▶ _FRAGMENTO DEL TEXTO_
========================================
Filosofía en español 
Filosofía en español


[ Casimir Martín ]

Del espíritu filosófico en el Perú:
el señor Mariátegui


El presente se inspira del pasado; de allí la necesidad de la historia. Los últimos concordatos celebrados con Roma, el uno por Bolivia y el otro por el Austria, hacían, pues, necesaria para la instrucción de los pueblos celosos de sus prerrogativas, una historia sobre la materia, la de los concordatos anteriores. La época presente muy desdeñosa, a lo menos en Europa, de todo aquello que se refiere al poder temporal de Roma y al derecho canónico, que ella considera ya tan solo como antiguallas, si no muertas, caídas por lo menos en desuso, se ha despertado súbitamente de su inercia. Los concordatos de Bolivia y de Austria fueron acogidos por ella con estupor y le revelaron, siempre vivaz, un poder de ambición mundana, que había creído no debía pertenecer ya sino al estudio y a los recuerdos de la edad media.

Fue, pues, necesario aceptar los hechos consumados, y entonces se apeló a los libros para apreciar debidamente la cuestión; se consultó las bibliotecas, que se encontraron la mayor parte de las veces insuficientes, y se concluyó por echar de menos que la cuestión de los concordatos no hubiese sido debatida en un trabajo serio, por un hombre inteligente. El señor Mariátegui, cediendo a las necesidades del presente, a las solicitaciones de sus amigos y al deseo de evitar a su país una gran falta, consintió entonces en encargarse de la historia de los concordatos: este es el trabajo que nosotros tenemos hoy el honor de presentar al público.

Al leerla, se admira la inmensa variedad de conocimientos que ha sido necesario, para consultar en su fuente y en sus diferentes idiomas, todos los autores que han tratado por incidencia de la cuestión. Historiadores y filósofos españoles, italianos, ingleses y franceses, cronistas latinos de la edad media, han sido hojeados e interrogados por él en su lengua propia, y aun hoy algunos historiadores y algunos monjes cronistas, cuyo nombre ha sido él el primero en revelarnos. Solo después de haber compulsado muchos centenares de volúmenes, se ha puesto por fin a la obra, armado de toda especie de pruebas, con el espíritu lleno de su objeto, con la paciencia proverbial y la imparcialidad de uno de aquellos benedictinos de otro tiempo, para quienes el mundo estaba encerrado dentro de su celda, donde a la luz de una lámpara, se elaboraban en el silencio esos audaces trabajos del pensamiento, que han conservado y elevado tantos monumentos a las letras.
========================================
▶ _INFORMACIÓN MOSTRADA_
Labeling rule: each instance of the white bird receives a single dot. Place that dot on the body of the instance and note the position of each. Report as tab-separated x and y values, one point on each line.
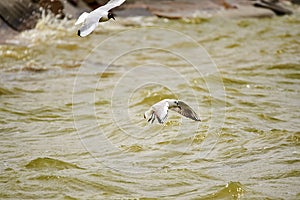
91	20
160	110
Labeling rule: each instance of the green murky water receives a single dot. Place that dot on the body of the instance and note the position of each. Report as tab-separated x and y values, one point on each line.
72	109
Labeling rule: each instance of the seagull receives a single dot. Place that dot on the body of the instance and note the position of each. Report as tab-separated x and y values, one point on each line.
101	14
159	110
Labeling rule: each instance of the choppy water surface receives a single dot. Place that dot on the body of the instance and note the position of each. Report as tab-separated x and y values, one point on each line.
72	110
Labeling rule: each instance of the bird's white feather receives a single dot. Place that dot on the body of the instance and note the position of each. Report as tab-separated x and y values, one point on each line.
81	18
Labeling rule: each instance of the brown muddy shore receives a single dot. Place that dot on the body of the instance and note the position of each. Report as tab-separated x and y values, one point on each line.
19	15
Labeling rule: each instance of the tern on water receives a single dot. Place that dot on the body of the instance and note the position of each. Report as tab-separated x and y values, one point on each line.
90	20
160	110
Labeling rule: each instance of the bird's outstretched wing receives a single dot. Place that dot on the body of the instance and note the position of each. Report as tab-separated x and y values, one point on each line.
186	111
112	4
87	28
161	111
81	18
107	7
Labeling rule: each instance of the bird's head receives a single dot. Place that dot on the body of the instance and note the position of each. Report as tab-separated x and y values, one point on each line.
111	16
147	114
173	103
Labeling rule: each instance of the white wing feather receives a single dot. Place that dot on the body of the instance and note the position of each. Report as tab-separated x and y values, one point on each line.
161	110
81	18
========================================
▶ _TU OBJETIVO_
Prolonga el texto sobre la obra del señor Mariátegui acerca de los concordatos a partir de su última oración.

▶ _LA RESPUESTA_
En su Historia de los Concordatos, el señor Mariátegui tiene por objeto el estudio del Papado, considerado en el ejercicio de su poder soberano, su origen y sus desarrollos sucesivos, en sus relaciones con los Reyes y Príncipes católicos, con los cuales trata, reclamando tímidas concesiones primitivamente, e imponiendo más tarde sus condiciones, con ayuda de los rayos de la iglesia, luego que se creyó con la fuerza necesaria.

La historia de los concordatos no es pues bajo el punto de vista de la verdad, y del venerable jurisconsulto, sino la historia filosófica del engrandecimiento material del Papado, a la sombra del espiritual. Esta historia suministra un texto inmenso al espíritu de examen, revelándole los principios sobre los cuales reposa el poder temporal de los Papas, y la influencia abusiva de este poder sobre los pueblos que le están sometidos espiritualmente.

Dirigiendo el señor Mariátegui sus concienzudas investigaciones hacia el principio del Papado, nos lo presenta en su origen, santo y divino por su misión celeste; y conduciéndonos en seguida a través de diez y ocho siglos al estudio de su fin, nos prueba hasta la evidencia, que semejantes premisas no podían tener tal conclusión, que el principio condena la consecuencia.

En efecto, ¿qué termino han tenido los esfuerzos de tantos siglos de catolicismo? ¡una soberanía temporal que reemplaza la de los Césares! un cetro de oro resplandeciente de diamantes, una triple corona emblema de la dominación de los mundos conocidos y de los mundos por conocer (la América y la Australia); corona tan mundana que ha sido indispensable casi un siglo de guerras para cimentarla; corona impía puesto que ha necesitado por base campos de batalla cubiertos de cadáveres; en una palabra, corona reprobada por Dios puesto que ella armaba el puñal del hijo contra el pecho del padre, y dirigía la espada del padre, contra el pecho rencoroso y rebelado del hijo. – Leed las guerras desnaturalizadas que tuvieron entre sí los dos Enrique [IV y V] emperadores de Alemania.

Así pues, el Papado apoyaba su base, más sobre los intereses materiales que sobre el principio religioso. Así pues, la religión no era ya para él sino el principio secundario. ¡Ah! ¡es necesario confesarlo! el cristianismo, ese manantial tan puro, tan noble en su origen, en donde venían a apagar su sed todos los sufrimientos, en donde todas las nacionalidades, embrutecidas por el yugo imperial, venían a regenerarse por el bautismo; ¡ah! el cristianismo, esa religión de paz, de caridad y de amor, ¿en qué se ha convertido?

Comment en un plomb vil l'or pur s'est-il changé?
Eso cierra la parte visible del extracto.